#### Instructions for the task:
Write the next part of the patent claims below on determining three-dimensional minimum horizontal stress in a naturally fractured hydrocarbon reservoir, starting after the final claim shown.

#### Extracted text:
------------------------------------------------------------

10. The non-transitory computer-readable storage medium of claim 9, wherein the reservoir parameters comprise seismic attributes from seismic surveys of the subsurface geological structure.
11. The non-transitory computer-readable storage medium of claim 9, wherein the properties comprise geomechanical properties comprising Young's modulus, Poisson's ratio, unconfined compressive strength, of any combination thereof.
12. The non-transitory computer-readable storage medium of claim 9, wherein the properties comprise geomechanical properties comprising bulk density, vertical stress, pore pressure, or any combination thereof.
13. The non-transitory computer-readable storage medium of claim 9, comprising determining a sweet spot for hydraulic fracturing stimulation based on the 3D minimum horizontal stress.
14. The non-transitory computer-readable storage medium of claim 12, comprising controlling a hydraulic fracturing stimulation operation based on the determined sweet spot.
15. A system for determining three-dimensional minimum horizontal stress in a naturally fractured hydrocarbon reservoir, comprising:
a processor;
a non-transitory computer-readable memory accessible by the processor and having executable code stored thereon, the executable code comprising a set of instructions that causes a processor to perform operations comprising
obtaining reservoir parameters representing properties of the subsurface reservoir;
forming a discrete fracture network by processing the obtained reservoir parameters to identify the presence and extent of natural fractures at locations in the subsurface hydrocarbon reservoir;
determining, using the discrete fracture network, a fracture density index (FDI), wherein determining, using the discrete fracture network, a fracture density index (FDI) comprises generating a raster map from the discrete fracture network, the raster map representing a fracture density per area;
receiving first formation testing data produced by one or more formation tests, the formation tests comprising a leak-off test (LOT), a formation integrity test (FIT), and an extended leak-off test (XLOT);
receiving second formation testing data produced by a diagnostic fracture injection test (DFIT); and
determining three-dimensional (3D) minimum horizontal stress horizontal stress in the naturally fractured hydrocarbon reservoir using a machine learning model receiving, as input, the reservoir parameters, the fracture density index, the first formation testing data, and the second first formation testing data.

------------------------------------------------------------

#### Data extract:
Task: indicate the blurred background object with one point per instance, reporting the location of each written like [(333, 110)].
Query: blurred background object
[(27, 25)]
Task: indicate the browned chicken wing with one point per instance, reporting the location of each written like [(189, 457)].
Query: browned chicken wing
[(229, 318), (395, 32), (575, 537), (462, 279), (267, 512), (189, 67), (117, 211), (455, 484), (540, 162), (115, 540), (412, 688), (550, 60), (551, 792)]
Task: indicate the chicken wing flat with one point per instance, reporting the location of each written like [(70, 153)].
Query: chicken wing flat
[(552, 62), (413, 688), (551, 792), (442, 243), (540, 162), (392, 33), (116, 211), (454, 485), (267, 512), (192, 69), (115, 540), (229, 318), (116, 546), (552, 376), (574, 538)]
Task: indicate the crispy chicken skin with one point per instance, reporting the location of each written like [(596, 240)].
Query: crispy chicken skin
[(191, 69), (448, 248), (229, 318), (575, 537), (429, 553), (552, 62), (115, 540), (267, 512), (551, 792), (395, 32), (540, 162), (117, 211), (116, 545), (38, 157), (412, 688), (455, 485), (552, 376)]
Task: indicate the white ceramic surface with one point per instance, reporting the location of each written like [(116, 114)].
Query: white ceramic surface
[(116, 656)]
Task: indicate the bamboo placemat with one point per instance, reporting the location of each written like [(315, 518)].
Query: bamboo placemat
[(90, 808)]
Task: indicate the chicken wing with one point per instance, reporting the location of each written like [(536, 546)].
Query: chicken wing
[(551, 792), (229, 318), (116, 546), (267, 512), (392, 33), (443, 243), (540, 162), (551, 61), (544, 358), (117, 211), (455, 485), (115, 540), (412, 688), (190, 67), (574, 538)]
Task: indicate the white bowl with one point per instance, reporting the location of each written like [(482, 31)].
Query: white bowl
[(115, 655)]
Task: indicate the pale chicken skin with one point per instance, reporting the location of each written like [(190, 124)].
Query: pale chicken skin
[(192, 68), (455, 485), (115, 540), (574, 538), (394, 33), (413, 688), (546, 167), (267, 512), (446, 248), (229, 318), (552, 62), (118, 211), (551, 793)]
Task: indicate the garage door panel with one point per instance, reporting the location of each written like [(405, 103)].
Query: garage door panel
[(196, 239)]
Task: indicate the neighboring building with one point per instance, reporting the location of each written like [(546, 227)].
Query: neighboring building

------------------------------------------------------------

#### Response area:
16. The system of claim 14, wherein the reservoir parameters comprise seismic attributes from seismic surveys of the subsurface geological structure.
17. The system of claim 14, wherein the properties comprise geomechanical properties comprising Young's modulus, Poisson's ratio, unconfined compressive strength, of any combination thereof.
18. The system of claim 14, wherein the properties comprise geomechanical properties comprising bulk density, vertical stress, pore pressure, or any combination thereof.
19. The system of claim 14, comprising determining a sweet spot for hydraulic fracturing stimulation based on the 3D minimum horizontal stress.
20. The system of claim 19, comprising controlling a hydraulic fracturing stimulation operation based on the determined sweet spot.